Items from a data source
## Start

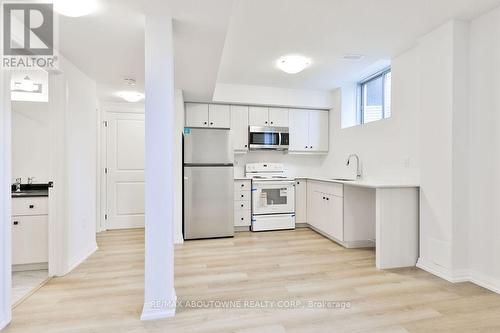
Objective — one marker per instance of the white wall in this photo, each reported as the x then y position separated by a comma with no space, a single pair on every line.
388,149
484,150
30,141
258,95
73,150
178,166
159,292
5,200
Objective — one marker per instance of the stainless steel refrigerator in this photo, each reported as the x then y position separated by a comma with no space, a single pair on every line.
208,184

## End
## Start

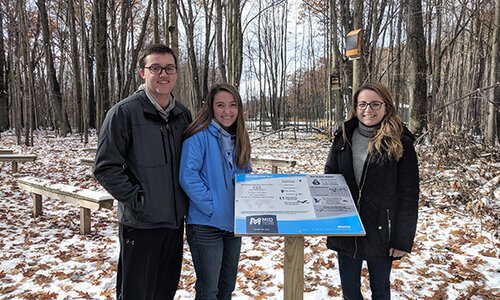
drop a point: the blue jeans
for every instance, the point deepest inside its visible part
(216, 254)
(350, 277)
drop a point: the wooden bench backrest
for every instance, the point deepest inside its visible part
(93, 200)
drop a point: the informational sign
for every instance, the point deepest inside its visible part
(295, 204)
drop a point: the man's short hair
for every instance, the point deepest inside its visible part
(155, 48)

## End

__Task__.
Can you locate each line in the data above that contains the string "with" and copy those lines out? Matches must have the same case.

__The reply__.
Objective — one marker per instance of the white wall in this photo, each reported as the x then y position separated by a comma with no space, a single pair on every line.
Objective — one marker per instance of the stainless steel refrigerator in this photo, each reported as the x then y position separated by a comma with no space, a single pair on every line.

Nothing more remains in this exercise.